- _Record extracts_:

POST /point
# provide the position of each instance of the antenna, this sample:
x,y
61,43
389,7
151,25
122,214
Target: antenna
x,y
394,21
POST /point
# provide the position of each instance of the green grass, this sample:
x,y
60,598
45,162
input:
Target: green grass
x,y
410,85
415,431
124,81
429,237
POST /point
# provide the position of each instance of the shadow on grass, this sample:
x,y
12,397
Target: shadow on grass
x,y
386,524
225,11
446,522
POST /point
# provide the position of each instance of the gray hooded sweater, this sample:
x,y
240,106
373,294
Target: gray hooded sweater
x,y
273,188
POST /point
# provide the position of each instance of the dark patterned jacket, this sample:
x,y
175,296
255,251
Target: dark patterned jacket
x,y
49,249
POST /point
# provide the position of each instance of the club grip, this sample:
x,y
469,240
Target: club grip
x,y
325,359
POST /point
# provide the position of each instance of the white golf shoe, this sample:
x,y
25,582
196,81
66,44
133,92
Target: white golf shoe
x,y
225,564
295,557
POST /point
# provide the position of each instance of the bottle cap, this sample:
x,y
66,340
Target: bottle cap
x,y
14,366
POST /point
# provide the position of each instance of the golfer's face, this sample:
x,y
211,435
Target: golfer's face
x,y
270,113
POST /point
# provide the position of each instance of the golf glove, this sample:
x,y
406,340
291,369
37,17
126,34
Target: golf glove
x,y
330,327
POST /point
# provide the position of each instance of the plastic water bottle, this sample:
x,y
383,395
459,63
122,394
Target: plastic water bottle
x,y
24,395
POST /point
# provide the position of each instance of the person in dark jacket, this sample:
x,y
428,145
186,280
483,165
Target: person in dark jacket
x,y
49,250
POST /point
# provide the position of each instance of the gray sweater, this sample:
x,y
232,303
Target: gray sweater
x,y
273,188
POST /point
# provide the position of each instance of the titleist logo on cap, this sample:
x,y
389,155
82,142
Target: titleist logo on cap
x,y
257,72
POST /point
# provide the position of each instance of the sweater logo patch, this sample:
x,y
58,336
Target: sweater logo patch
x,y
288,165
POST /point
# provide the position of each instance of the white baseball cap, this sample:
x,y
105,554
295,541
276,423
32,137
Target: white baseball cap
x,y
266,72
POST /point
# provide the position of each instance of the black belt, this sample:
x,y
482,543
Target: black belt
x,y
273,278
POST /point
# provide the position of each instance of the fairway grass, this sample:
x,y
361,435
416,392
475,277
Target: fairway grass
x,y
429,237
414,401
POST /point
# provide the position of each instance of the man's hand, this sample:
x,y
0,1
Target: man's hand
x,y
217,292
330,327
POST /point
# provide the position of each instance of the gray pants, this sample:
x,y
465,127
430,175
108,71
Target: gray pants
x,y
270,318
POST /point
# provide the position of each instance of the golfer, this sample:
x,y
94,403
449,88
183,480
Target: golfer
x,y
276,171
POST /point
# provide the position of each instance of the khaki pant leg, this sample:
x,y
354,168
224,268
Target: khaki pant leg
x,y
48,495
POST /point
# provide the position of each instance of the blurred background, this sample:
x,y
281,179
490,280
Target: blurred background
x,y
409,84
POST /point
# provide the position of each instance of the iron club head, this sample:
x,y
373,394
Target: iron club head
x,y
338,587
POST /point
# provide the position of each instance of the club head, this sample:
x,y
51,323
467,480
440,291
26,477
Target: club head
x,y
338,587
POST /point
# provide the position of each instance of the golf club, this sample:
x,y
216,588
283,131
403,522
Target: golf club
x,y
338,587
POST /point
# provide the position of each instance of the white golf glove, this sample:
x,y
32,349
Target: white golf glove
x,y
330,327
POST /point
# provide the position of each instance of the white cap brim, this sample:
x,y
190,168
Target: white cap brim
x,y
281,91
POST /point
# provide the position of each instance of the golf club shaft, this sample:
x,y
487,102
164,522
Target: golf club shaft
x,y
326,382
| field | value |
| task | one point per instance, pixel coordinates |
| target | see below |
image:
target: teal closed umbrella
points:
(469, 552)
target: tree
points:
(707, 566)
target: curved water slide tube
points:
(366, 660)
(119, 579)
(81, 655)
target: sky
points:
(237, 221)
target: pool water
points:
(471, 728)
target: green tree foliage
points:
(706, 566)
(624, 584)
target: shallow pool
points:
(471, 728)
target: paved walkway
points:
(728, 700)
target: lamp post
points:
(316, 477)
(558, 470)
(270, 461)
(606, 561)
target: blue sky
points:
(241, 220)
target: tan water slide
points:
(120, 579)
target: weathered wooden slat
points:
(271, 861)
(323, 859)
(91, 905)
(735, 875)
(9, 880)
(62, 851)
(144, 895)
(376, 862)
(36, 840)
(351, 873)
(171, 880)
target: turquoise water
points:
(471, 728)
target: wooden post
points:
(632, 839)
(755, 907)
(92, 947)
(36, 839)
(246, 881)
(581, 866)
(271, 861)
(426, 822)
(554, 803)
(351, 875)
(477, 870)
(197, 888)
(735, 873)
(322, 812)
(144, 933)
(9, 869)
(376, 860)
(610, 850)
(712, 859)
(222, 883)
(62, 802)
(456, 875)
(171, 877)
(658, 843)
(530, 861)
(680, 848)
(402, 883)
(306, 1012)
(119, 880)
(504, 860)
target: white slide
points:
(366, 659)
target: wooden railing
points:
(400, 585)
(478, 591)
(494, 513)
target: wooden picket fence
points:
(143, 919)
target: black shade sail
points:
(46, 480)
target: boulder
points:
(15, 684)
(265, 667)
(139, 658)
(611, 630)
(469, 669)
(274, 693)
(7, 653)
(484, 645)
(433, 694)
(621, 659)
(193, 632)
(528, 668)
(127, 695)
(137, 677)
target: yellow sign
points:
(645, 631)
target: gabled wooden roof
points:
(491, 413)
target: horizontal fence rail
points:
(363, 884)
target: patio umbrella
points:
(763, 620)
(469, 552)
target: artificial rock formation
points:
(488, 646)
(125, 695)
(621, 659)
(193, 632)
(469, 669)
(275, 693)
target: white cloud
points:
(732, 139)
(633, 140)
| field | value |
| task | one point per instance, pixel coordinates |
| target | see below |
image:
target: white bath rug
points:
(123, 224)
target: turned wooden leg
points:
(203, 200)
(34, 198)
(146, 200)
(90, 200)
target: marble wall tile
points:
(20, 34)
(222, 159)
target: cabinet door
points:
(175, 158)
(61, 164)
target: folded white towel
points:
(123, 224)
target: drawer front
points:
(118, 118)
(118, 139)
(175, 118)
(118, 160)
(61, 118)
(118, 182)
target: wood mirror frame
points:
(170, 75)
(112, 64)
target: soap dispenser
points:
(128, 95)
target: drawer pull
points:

- _Exercise_:
Write the data from above out again, exactly.

- _Exercise answer_:
POST /point
# provide the position of each instance of the antenna, this sample:
x,y
61,43
389,7
151,25
122,214
Target: antenna
x,y
394,21
POST /point
# provide the position of each instance of the green grass, this sample:
x,y
60,598
45,162
input:
Target: green grass
x,y
410,85
415,431
124,81
429,237
POST /point
# provide the position of each instance of the shadow on grass, this sample:
x,y
12,397
Target: shadow on grass
x,y
386,524
225,11
446,522
POST /point
# provide the position of each instance of the gray hooded sweater, this sample:
x,y
240,106
373,294
Target: gray hooded sweater
x,y
273,188
POST /point
# provide the position of each instance of the dark patterned jacket, this sample:
x,y
175,296
255,251
Target: dark patterned jacket
x,y
49,249
POST /point
# provide the position of each instance of the club grip, this sample:
x,y
469,240
Target: club grip
x,y
325,359
POST /point
# provide the position of each instance of the white golf shoe, this sample:
x,y
25,582
196,81
66,44
133,92
Target: white golf shoe
x,y
225,564
295,557
POST /point
# provide the position of each instance of the bottle cap, this sample:
x,y
66,340
Target: bottle cap
x,y
14,366
POST /point
# provide the position of each instance of the golfer's face, this sample:
x,y
211,435
Target: golfer's face
x,y
270,113
POST /point
# provide the position of each instance of the golf glove, this sample:
x,y
406,340
291,369
37,17
126,34
Target: golf glove
x,y
330,327
POST /point
# provide the position of each instance of the plastic water bottle, this sample:
x,y
383,395
459,63
122,394
Target: plastic water bottle
x,y
24,395
POST /point
# provide the position of each instance of the person in dark jacket, this sample:
x,y
428,145
186,280
483,165
Target: person in dark jacket
x,y
49,250
POST /point
# provide the position of each instance of the gray sweater, this sample:
x,y
232,303
Target: gray sweater
x,y
273,188
POST /point
# provide the position of each instance of the titleist logo on cap, this sample:
x,y
389,155
82,142
Target: titleist logo on cap
x,y
257,72
POST /point
# provide the position of each instance of the sweater logo patch, this sample:
x,y
58,336
Target: sweater logo patch
x,y
288,165
POST /point
# provide the position of each instance of the white baseball cap, this sample:
x,y
105,554
295,541
276,423
32,137
Target: white baseball cap
x,y
266,72
POST /point
# provide the position of each instance of the black belt, this sample:
x,y
482,543
Target: black belt
x,y
273,278
POST /point
# provide the position of each instance of the fairway grass, this sample:
x,y
361,435
416,392
475,277
Target: fairway grass
x,y
429,237
414,401
POST /point
# provide the position of each instance of the man's hand, this sample:
x,y
0,1
Target: man's hand
x,y
217,292
330,327
POST /point
# provide the position of each instance of the gray pants, this sample:
x,y
465,127
430,175
108,71
Target: gray pants
x,y
270,318
POST /point
# provide the position of each instance of the golfer, this sample:
x,y
94,403
449,88
183,480
Target: golfer
x,y
276,171
POST /point
# provide the position of each instance of the khaki pant leg, this sample:
x,y
354,168
224,268
Target: khaki pant leg
x,y
48,495
POST /point
# provide the position of each instance of the blurred background, this sample:
x,y
281,179
490,280
Target: blurred background
x,y
409,84
POST /point
# provide the position of each instance of the iron club head, this sample:
x,y
373,394
Target: iron club head
x,y
338,587
POST /point
# provide the position of each instance of the club head, this sample:
x,y
51,323
467,480
440,291
26,477
Target: club head
x,y
338,587
POST /point
# provide the position of each instance of the golf club, this sample:
x,y
216,588
283,131
403,522
Target: golf club
x,y
338,587
POST /point
# provide the position of each instance of the white golf glove, this sample:
x,y
32,349
Target: white golf glove
x,y
330,327
POST /point
# provide the position of each instance of the white cap brim, this sample:
x,y
190,168
Target: white cap brim
x,y
281,91
POST /point
# provide the position of each instance of the golf club shaft, this sample:
x,y
487,102
164,522
Target: golf club shaft
x,y
326,382
| field | value |
| task | one point per instance, pixel coordinates |
| target | see below |
image:
target: teal closed umbrella
points:
(469, 552)
target: tree
points:
(707, 566)
target: curved water slide tube
points:
(366, 660)
(119, 579)
(81, 655)
target: sky
points:
(237, 221)
target: pool water
points:
(471, 728)
target: green tree foliage
points:
(706, 566)
(624, 584)
target: shallow pool
points:
(471, 728)
target: paved walkway
points:
(728, 700)
target: lamp post
points:
(316, 477)
(558, 470)
(270, 461)
(606, 561)
target: blue sky
points:
(241, 220)
target: tan water slide
points:
(120, 579)
target: weathered wooden slat
points:
(271, 861)
(323, 859)
(91, 905)
(735, 875)
(9, 880)
(62, 851)
(144, 895)
(376, 862)
(36, 840)
(351, 873)
(171, 880)
target: turquoise water
points:
(471, 728)
target: wooden post
points:
(632, 839)
(755, 907)
(92, 947)
(36, 839)
(246, 881)
(581, 866)
(271, 861)
(426, 822)
(554, 803)
(351, 875)
(477, 870)
(197, 888)
(735, 873)
(322, 812)
(144, 933)
(9, 869)
(376, 860)
(610, 850)
(712, 859)
(222, 883)
(62, 802)
(456, 875)
(171, 877)
(658, 843)
(530, 861)
(680, 848)
(402, 883)
(306, 1012)
(119, 880)
(504, 860)
target: white slide
points:
(366, 659)
target: wooden railing
points:
(400, 585)
(478, 591)
(494, 513)
target: wooden picket fence
points:
(143, 919)
target: black shade sail
points:
(46, 480)
target: boulder
points:
(15, 684)
(265, 667)
(139, 658)
(611, 630)
(469, 669)
(274, 693)
(7, 653)
(484, 645)
(433, 694)
(621, 659)
(193, 632)
(528, 668)
(127, 695)
(137, 677)
target: yellow sign
points:
(645, 631)
target: gabled wooden roof
points:
(491, 413)
target: horizontal fence rail
points:
(363, 884)
target: patio umbrella
points:
(763, 620)
(469, 552)
target: artificial rock formation
points:
(488, 646)
(125, 695)
(621, 659)
(193, 632)
(469, 669)
(275, 693)
target: white cloud
points:
(732, 139)
(633, 140)
| field | value |
| task | one point per instance, pixel coordinates |
| target | see below |
image:
target: white bath rug
points:
(123, 224)
target: turned wooden leg
points:
(203, 200)
(34, 198)
(146, 200)
(90, 200)
target: marble wall tile
points:
(20, 34)
(222, 159)
target: cabinet door
points:
(175, 158)
(61, 164)
target: folded white towel
points:
(123, 224)
target: drawer front
points:
(118, 118)
(118, 139)
(175, 118)
(118, 160)
(61, 118)
(118, 182)
target: wood mirror frame
points:
(170, 75)
(112, 64)
target: soap dispenser
points:
(128, 95)
target: drawer pull
points:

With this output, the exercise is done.